Your assignment: Edit the stretch of the Lilian Abrams profile from "An executive coach, Lilian" through "technical knowledge anymore.", putting "bright" wherever "smart" appears.

Source passage:
* * * * * * *

Leading the Leader
| June 4, 2018“I partner with clients to maximize their professional and personal potential. We discuss their goals, for themselves and for their organizations. While my clients ‘drive,’ I provide questions, support, observations, and insights”
Most executives in firms like Unilever, Blue Cross Blue Shield, and Bloomingdale’s are ambitious high achievers — that’s how they made it to top positions in the country’s leading firms.
They’re also typically smart and honest. Honest enough to know where their strengths lie, and strong enough to be vulnerable and learn how to improve in the areas where they’re not as strong.
So they reach out to Lilian Abrams.
An executive coach, Lilian works with the leaders of large national and international firms, helping them figure out how they want to guide their company’s growth and development.
“Many of the people I work with have strong expertise in areas like finance, IT, law, marketing, or medicine,” Lilian explains. “Because they’re so smart and capable in their area of expertise, they’ve been promoted to a leadership position. Then, they have to start leading — their job isn’t all about their technical knowledge anymore.
“I partner with clients to maximize their professional and personal potential. We discuss their goals, for themselves and for their organizations. While my clients ‘drive,’ I provide questions, support, observations, and insights, as well as models and examples from my practical and academic experiences, to help them gain greater perspective, and identify how best to move forward.”
Climbing to the Top
Today, Lilian is coaching the executives of the nation’s leading firms. Getting to sit in the control tower was no easy climb — but from a young age, Lilian was determined to make it. For as long as she could remember, she’d been sure psychology was her calling. But when she was in college, she attended a guest lecture given by a female president of a technology business. Seeing a woman hold a company’s highest role in a male-dominated industry was eye-opening, Lilian says.
“There was something about her business acumen and the strategic aspects of running a business that I was strongly drawn to,” she recalls. “And in her position, she could really effect the strategic and organizational changes she wanted to see, and that would affect the daily work lives of hundreds, maybe thousands of people.”
Now, Lilian says, in a clear sign to her that she’s come full circle, she’s coaching executives exactly like the one who inspired her career direction.
Even before she began working, Lilian already had significant exposure to the corporate world from her parents, both of whom owned their own businesses. She loved the thought of seeing many different businesses from the inside, and comparing and contrasting their different business cultures and ways of being effective. What drew her even more deeply was the possibility of bettering the work lives of thousands of people. She loved the idea of working with businesses to improve employees’ experiences and interpersonal relations, and through that, helping them achieve their strategy and business goals.
“Many people spend 40 or more hours at work every week,” Lilian explains. “When I was thinking about these things in the ’80s, it seemed to me that most leaders weren’t yet really thinking much about how to improve the work experience for people while achieving their business goals. I already saw these two things as complementary.”

* * * * * * *

Listed records:
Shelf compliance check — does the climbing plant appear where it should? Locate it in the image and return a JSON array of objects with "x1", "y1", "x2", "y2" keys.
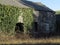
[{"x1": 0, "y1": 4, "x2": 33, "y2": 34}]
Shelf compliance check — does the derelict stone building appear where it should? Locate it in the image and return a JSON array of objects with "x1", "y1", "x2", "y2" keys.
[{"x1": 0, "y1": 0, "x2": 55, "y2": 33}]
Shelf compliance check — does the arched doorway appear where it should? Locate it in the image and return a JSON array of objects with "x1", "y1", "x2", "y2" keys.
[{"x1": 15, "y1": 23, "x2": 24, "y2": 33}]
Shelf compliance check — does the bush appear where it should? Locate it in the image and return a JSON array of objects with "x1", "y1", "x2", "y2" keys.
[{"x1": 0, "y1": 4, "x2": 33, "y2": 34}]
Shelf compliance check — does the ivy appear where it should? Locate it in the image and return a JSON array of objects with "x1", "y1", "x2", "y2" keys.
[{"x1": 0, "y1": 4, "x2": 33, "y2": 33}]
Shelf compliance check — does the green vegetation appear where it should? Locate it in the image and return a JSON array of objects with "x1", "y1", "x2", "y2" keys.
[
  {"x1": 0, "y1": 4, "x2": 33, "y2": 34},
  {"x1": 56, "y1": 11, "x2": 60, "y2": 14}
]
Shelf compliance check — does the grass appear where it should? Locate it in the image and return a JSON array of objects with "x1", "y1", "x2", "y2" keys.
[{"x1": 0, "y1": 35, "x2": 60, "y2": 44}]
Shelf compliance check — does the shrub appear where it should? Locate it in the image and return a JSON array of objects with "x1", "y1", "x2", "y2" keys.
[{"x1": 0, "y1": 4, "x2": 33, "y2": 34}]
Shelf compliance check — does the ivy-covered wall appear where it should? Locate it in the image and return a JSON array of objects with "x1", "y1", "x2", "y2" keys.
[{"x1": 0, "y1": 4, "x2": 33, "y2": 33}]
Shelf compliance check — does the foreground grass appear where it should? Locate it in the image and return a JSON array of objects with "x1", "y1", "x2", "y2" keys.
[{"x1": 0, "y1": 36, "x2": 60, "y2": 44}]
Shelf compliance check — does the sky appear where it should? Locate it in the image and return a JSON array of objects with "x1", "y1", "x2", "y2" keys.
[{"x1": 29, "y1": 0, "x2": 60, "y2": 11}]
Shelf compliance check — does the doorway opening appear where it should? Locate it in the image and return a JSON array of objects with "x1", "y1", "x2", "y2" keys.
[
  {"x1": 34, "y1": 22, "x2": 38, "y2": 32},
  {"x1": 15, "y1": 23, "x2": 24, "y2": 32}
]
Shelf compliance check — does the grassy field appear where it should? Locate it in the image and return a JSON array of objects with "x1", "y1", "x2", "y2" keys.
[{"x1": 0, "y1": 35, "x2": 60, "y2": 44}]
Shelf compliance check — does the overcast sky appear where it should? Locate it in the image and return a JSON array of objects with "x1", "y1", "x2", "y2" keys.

* * * * * * *

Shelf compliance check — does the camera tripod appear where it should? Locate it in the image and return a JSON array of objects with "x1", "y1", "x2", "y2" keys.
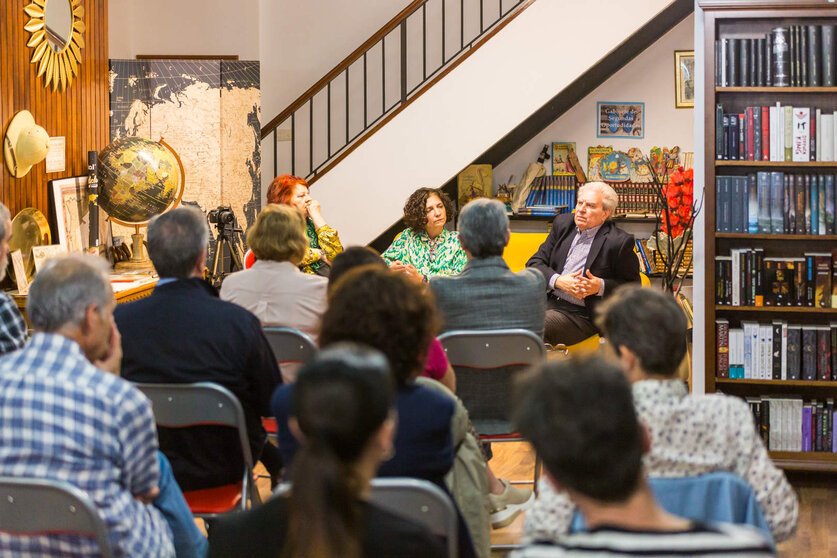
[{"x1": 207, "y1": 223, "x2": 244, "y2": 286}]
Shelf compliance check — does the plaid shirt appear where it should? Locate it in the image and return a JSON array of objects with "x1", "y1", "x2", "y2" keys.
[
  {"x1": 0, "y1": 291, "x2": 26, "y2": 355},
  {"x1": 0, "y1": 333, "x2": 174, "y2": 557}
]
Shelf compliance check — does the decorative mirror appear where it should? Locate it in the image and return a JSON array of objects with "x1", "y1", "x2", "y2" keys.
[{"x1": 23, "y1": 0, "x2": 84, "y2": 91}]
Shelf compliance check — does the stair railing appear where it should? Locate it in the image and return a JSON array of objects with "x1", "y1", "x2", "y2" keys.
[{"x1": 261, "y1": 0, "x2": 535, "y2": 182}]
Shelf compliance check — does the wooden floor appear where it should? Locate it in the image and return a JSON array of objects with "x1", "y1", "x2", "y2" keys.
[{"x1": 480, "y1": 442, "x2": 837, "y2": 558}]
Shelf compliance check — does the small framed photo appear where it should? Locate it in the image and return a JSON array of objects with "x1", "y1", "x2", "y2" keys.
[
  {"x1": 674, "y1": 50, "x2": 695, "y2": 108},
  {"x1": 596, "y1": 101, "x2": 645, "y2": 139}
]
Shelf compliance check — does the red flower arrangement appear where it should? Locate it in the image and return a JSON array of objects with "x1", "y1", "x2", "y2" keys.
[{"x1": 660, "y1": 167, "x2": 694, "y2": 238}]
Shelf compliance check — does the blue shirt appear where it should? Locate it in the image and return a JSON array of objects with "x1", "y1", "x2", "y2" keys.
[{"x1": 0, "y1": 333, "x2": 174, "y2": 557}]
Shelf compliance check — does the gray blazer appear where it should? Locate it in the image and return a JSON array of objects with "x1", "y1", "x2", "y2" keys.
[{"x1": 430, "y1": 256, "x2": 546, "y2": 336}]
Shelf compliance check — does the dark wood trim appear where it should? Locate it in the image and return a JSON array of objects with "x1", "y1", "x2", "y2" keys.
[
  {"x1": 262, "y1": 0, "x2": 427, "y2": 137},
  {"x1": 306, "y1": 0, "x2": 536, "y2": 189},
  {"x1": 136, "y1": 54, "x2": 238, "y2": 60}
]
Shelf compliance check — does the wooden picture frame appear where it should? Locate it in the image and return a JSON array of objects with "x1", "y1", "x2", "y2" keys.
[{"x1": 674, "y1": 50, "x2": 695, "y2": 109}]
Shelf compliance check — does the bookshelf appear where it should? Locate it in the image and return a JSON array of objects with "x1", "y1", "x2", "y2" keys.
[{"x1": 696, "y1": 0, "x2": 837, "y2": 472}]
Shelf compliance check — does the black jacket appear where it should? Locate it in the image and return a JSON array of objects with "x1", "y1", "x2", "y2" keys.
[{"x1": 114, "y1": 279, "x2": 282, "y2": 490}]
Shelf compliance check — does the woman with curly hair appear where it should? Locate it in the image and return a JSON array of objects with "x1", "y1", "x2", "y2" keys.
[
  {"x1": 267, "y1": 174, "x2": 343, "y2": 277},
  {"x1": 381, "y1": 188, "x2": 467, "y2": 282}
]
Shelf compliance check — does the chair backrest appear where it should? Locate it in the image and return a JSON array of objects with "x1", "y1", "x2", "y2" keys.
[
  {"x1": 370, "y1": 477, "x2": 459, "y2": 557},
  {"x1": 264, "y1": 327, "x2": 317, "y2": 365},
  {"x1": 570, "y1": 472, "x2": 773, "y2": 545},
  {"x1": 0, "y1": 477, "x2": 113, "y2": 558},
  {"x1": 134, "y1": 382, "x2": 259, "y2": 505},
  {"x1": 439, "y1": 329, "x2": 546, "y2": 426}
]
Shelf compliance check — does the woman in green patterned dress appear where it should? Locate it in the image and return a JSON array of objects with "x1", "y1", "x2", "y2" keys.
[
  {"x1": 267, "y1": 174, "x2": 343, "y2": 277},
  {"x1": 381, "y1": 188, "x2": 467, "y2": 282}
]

* * * * * * *

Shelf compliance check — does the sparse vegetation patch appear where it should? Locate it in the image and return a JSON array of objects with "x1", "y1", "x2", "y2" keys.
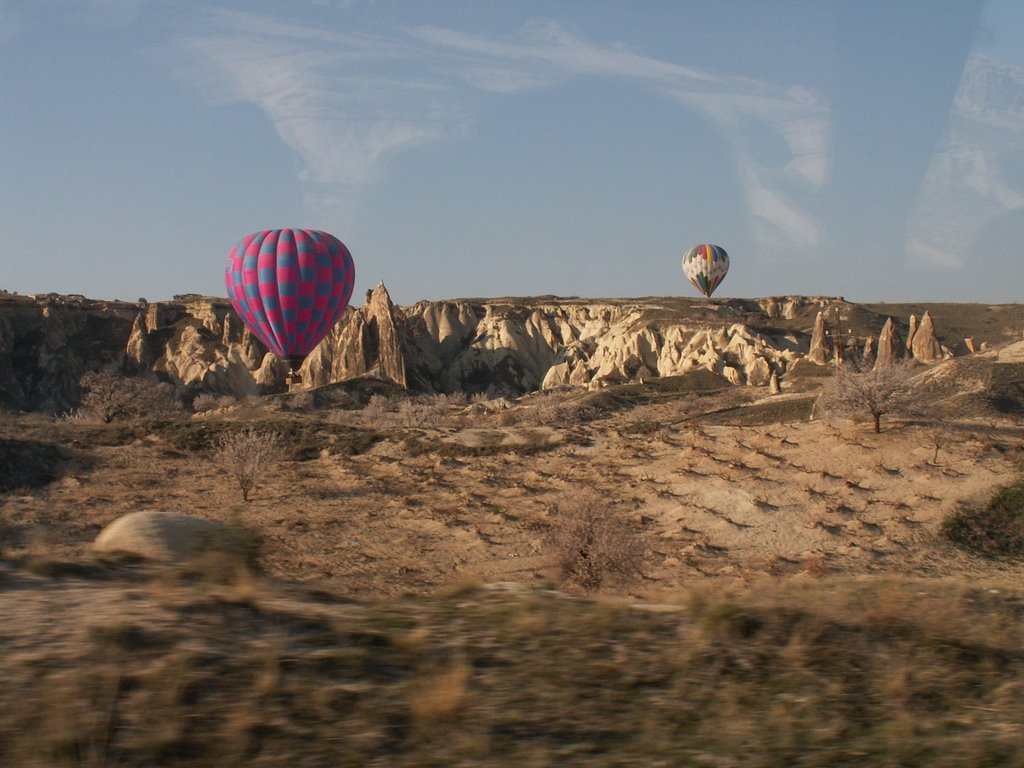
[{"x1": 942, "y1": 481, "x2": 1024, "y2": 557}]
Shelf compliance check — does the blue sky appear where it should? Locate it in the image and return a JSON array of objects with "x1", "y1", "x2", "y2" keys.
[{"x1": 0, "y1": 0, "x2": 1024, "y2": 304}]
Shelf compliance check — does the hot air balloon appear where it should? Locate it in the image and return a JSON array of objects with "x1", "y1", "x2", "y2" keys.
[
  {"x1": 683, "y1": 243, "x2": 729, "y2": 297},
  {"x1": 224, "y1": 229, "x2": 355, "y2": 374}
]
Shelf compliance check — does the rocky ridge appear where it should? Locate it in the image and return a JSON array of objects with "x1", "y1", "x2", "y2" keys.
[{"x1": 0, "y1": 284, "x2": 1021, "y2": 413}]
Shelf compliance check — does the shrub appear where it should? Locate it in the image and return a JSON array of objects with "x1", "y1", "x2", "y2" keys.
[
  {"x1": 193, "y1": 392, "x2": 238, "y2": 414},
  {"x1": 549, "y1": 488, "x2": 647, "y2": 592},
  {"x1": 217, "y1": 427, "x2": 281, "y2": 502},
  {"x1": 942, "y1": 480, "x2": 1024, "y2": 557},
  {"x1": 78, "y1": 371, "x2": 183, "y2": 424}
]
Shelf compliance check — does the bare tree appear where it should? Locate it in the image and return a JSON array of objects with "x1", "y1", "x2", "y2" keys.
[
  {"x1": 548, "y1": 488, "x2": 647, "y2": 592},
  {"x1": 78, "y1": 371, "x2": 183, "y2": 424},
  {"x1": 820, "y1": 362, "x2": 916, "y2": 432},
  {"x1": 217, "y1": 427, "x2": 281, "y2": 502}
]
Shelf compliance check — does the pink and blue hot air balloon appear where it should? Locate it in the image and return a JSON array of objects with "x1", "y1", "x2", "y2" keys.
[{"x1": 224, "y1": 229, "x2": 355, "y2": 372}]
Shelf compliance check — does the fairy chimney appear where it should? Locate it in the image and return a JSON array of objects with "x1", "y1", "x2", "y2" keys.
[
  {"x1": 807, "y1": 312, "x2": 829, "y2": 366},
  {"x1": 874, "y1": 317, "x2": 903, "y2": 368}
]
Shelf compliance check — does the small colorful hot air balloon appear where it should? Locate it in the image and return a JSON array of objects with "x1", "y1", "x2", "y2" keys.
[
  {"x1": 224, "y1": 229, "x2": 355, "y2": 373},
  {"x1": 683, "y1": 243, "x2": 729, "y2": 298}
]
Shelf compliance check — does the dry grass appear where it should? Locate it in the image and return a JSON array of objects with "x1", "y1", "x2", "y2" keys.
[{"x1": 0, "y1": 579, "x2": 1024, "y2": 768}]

* * * * * * *

Written response:
An executive coach, Lilian works with the leaders of large national and international firms, helping them figure out how they want to guide their company’s growth and development.
“Many of the people I work with have strong expertise in areas like finance, IT, law, marketing, or medicine,” Lilian explains. “Because they’re so bright and capable in their area of expertise, they’ve been promoted to a leadership position. Then, they have to start leading — their job isn’t all about their technical knowledge anymore.